§ **Passage shown**
◇ ◇ ◇

# Beorn's Wife



## Ecthelion (Jan 27, 2002)

I'm reading The Felloship of The Ring book now
and I remeber reading that when Bilbo and Frodo
were talking it said that Frodo found out Beorn
had a son named Reorn or something like that
and I was just wondering if anyone knows who 
Beorn's wife is.  





____________________________________________________
'All that is gold does not glitter
Not all those who wander are lost; 
The old thing that is strong does not wither
Deep roots are not reached by frost. 
From the ashes a fire shall be woken
A light from the shadows shall spring; 
Renewed shall be blade that was broken
The crownless again shall be king.'


----------



## Beleg Strongbow (Jan 27, 2002)

I haven't heard anything bout Reorn and i have never heard anything bout Beorn's wife. Im sorry i couldn't have helped!


----------



## Ancalagon (Jan 29, 2002)

I'm not sure who she is.......but apparently she's like a 'bear' with a sore head in the mornings!


----------



## Elbereth (Feb 9, 2002)

Well, I just read the Hobbit, and it does say that Beorn did have sons, and many generations of his line still had the ability to change into bear form. However, the mention of a wife never appears. 

I don't know, this is just my opinion, but Beorn seems like the swingin' bachelor type to me. Perhaps his heirs came from a one night stand with some of the women from Dale. Just a funny thought...


----------

◇ ◇ ◇

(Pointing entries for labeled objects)
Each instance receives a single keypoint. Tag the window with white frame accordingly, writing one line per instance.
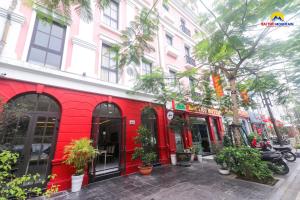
(111, 14)
(146, 67)
(172, 78)
(169, 39)
(166, 6)
(187, 51)
(109, 68)
(47, 44)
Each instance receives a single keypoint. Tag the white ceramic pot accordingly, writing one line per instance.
(192, 157)
(224, 171)
(199, 157)
(77, 182)
(173, 159)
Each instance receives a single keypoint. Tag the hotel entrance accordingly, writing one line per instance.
(108, 138)
(200, 134)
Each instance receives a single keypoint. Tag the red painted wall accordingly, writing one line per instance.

◇ ◇ ◇

§ **What is being asked**
Output the forum thread about Beorn's wife word for word, from "## Ancalagon (Jan" up to and including "(Feb 9, 2002)".

§ **Exercise result**
## Ancalagon (Jan 29, 2002)

I'm not sure who she is.......but apparently she's like a 'bear' with a sore head in the mornings!


----------



## Elbereth (Feb 9, 2002)